Collect every line of the rows below that contains the string "short", and copy each such line in full. Matching is case-sensitive.

%%

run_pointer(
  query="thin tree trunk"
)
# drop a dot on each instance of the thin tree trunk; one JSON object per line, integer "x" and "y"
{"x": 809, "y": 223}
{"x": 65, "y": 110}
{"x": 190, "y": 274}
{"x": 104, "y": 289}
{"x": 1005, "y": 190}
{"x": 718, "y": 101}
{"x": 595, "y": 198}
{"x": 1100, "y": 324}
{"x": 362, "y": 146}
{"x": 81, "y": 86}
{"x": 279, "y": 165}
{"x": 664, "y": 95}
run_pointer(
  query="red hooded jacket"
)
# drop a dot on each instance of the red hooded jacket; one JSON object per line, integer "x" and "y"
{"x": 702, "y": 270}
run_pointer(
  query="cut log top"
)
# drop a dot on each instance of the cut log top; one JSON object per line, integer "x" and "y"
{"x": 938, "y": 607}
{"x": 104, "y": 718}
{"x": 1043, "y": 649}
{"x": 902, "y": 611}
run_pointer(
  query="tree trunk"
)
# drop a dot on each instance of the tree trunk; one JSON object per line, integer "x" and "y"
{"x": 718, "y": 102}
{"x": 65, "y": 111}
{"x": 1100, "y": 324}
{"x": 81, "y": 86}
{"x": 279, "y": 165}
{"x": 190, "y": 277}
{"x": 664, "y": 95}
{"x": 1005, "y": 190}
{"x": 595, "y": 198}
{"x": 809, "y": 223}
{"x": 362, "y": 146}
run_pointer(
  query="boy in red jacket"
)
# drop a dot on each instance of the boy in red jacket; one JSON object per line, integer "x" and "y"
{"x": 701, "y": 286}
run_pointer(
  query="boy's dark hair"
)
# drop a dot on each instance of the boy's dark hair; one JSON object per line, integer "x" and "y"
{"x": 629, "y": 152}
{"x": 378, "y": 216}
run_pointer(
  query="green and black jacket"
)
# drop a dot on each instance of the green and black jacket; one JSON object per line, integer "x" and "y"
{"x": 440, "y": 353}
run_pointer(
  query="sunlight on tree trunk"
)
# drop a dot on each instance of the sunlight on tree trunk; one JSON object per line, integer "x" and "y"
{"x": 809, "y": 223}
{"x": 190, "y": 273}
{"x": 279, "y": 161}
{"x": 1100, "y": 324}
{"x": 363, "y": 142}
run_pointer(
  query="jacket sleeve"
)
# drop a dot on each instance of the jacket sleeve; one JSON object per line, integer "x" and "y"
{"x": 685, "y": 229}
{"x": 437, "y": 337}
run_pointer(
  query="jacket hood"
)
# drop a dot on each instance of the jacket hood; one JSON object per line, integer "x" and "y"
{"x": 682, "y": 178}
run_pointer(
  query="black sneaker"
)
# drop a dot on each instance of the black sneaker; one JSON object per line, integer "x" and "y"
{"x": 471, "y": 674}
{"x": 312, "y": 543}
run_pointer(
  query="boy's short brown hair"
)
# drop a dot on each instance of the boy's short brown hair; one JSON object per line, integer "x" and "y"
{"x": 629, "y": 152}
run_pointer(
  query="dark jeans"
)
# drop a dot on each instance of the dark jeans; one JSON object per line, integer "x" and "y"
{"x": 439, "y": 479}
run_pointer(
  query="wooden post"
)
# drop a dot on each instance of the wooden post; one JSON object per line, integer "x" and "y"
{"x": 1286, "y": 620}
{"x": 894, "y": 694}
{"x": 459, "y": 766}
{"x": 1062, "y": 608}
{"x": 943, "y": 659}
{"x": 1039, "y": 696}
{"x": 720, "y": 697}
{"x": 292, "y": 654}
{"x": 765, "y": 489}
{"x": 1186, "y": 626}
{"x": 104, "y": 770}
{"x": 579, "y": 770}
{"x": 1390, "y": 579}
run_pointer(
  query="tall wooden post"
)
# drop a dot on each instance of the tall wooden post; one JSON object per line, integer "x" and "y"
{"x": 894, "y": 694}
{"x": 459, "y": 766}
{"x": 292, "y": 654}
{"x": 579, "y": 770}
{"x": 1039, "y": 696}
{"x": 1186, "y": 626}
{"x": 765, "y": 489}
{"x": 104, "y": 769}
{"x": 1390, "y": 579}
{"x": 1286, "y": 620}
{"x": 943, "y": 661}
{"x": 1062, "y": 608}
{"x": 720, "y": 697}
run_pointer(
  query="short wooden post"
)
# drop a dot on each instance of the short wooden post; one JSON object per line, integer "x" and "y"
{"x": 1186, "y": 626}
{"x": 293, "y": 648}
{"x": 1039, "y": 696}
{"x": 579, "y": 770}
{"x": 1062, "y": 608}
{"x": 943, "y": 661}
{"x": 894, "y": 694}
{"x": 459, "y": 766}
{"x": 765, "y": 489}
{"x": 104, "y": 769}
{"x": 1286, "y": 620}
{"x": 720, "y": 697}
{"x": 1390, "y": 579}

%%
%%

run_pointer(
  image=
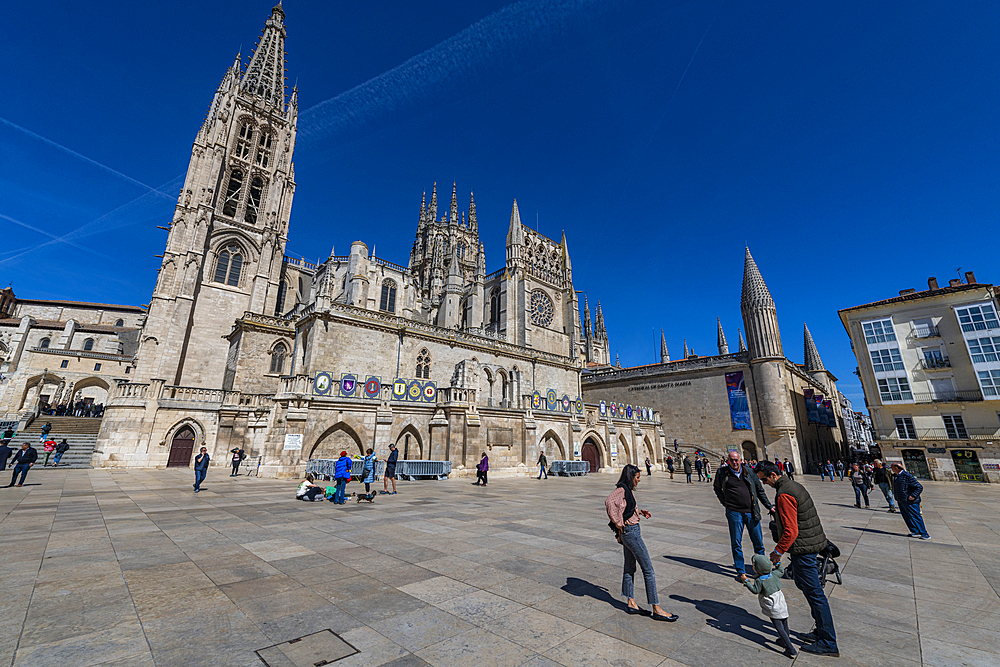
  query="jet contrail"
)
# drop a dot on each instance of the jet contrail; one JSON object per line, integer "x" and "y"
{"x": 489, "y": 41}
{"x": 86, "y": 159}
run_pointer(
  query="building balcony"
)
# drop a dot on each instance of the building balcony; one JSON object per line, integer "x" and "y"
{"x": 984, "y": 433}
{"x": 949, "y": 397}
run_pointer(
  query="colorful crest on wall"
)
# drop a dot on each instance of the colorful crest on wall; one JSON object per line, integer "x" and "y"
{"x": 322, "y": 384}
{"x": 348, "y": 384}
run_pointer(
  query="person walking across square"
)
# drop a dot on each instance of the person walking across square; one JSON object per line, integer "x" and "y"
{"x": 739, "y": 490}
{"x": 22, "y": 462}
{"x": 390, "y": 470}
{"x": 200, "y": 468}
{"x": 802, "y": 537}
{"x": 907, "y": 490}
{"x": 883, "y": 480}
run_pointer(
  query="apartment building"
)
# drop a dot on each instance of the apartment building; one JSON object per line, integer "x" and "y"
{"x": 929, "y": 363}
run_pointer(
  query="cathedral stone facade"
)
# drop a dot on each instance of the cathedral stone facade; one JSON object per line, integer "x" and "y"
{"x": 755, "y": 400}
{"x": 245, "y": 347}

%%

• THE RESULT
  query="boy's short brown hair"
# drop a dot on each instance of the boy's short brown hair; one JSON object per line, integer "x" and "y"
  query="short wooden post"
# drop a dot on each instance of the short wooden post; one JSON object per line, integer "x" and "y"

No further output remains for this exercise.